## Exercise details
In how many lines of the records below does the word "door" appear? Answer with the number alone.

## Data to examine
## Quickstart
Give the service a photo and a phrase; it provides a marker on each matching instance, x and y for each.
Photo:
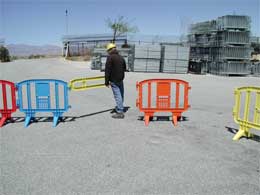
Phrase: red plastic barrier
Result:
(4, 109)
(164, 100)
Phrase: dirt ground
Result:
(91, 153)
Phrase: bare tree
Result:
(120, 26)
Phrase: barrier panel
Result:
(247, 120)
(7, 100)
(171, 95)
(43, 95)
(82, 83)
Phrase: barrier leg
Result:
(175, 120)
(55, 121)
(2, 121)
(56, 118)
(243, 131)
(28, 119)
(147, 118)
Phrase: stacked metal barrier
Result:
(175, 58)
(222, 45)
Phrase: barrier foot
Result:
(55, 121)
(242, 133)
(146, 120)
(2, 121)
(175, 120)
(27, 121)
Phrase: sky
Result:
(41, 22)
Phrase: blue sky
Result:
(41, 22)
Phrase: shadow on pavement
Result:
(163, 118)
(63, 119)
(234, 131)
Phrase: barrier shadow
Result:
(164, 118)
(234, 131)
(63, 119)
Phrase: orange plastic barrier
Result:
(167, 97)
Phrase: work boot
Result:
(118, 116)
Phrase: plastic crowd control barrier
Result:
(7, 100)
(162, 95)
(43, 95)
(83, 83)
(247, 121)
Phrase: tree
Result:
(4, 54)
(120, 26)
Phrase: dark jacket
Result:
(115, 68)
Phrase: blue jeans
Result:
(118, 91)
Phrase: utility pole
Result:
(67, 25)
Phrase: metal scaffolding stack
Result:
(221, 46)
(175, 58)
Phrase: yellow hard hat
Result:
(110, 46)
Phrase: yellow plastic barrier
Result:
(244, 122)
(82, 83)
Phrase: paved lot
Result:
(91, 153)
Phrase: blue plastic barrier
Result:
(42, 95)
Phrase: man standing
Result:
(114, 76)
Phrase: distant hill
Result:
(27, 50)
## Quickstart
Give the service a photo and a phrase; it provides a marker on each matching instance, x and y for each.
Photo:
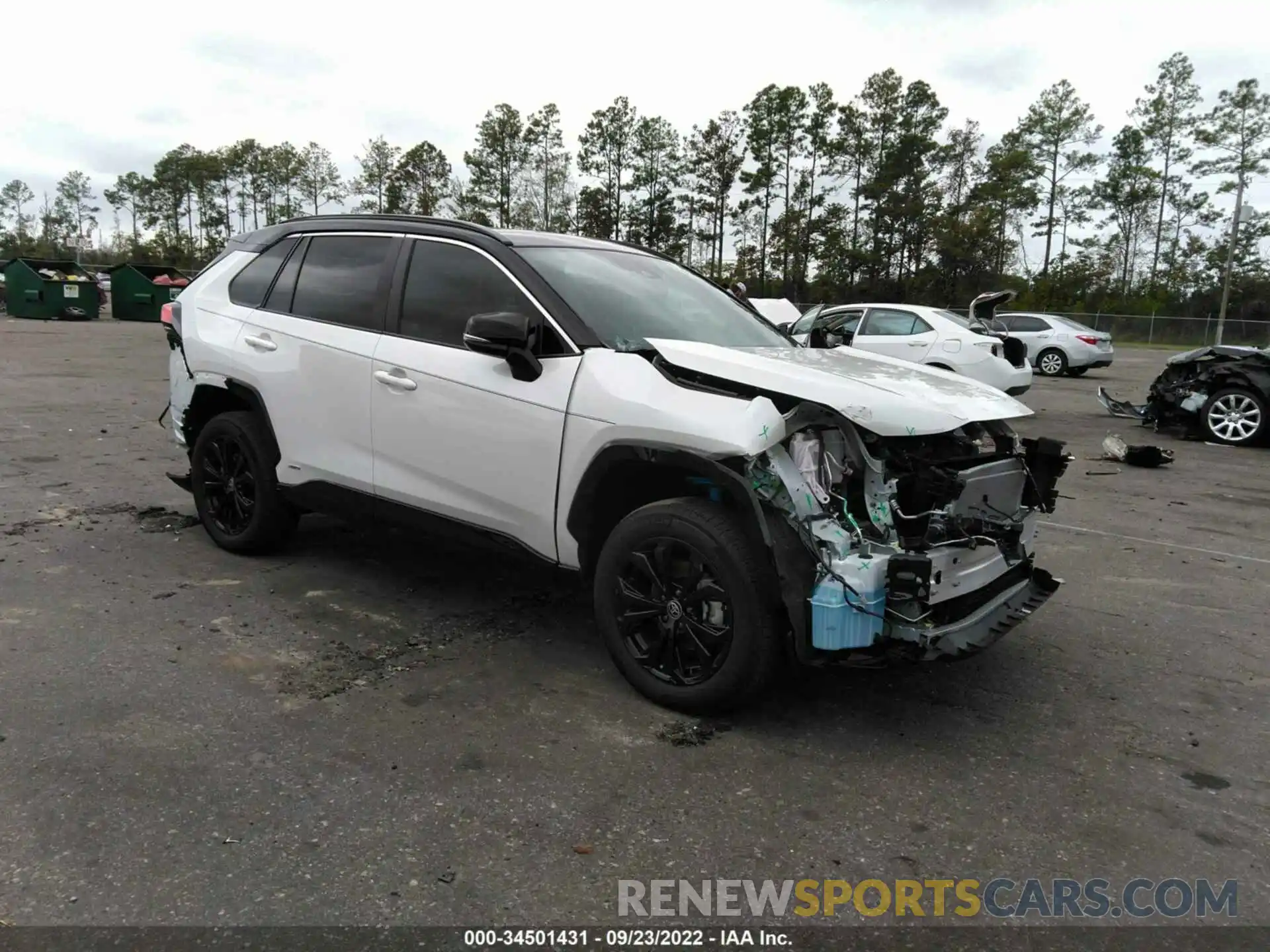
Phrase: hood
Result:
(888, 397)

...

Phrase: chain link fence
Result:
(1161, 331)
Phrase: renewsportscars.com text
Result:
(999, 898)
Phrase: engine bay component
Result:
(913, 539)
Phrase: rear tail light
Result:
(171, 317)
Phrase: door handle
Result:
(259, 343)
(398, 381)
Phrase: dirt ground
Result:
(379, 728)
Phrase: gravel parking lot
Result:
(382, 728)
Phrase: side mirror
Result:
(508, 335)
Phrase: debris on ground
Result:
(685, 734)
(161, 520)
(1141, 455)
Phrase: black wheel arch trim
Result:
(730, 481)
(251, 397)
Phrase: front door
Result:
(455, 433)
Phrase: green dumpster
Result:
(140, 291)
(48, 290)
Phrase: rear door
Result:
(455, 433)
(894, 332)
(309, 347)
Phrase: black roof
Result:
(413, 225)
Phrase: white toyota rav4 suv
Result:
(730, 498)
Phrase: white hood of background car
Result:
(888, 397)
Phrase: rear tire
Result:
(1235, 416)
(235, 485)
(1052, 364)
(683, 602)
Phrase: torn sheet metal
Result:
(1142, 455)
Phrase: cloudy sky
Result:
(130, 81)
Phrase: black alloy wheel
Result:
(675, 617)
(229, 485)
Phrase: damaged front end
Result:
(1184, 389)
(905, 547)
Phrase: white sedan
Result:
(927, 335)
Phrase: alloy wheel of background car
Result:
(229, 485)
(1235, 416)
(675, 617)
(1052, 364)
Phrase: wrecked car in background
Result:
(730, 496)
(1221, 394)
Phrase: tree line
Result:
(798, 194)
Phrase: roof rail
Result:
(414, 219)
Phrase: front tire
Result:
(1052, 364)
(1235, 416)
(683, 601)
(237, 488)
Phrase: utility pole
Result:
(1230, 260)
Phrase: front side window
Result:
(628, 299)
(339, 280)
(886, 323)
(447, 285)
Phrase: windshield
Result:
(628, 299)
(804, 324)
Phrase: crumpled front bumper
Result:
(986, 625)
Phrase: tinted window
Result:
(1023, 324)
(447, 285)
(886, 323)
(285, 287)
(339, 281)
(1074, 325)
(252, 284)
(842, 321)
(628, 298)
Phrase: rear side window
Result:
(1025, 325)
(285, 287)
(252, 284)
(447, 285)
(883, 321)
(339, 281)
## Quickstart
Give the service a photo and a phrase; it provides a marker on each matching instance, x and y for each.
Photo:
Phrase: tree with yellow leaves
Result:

## Task response
3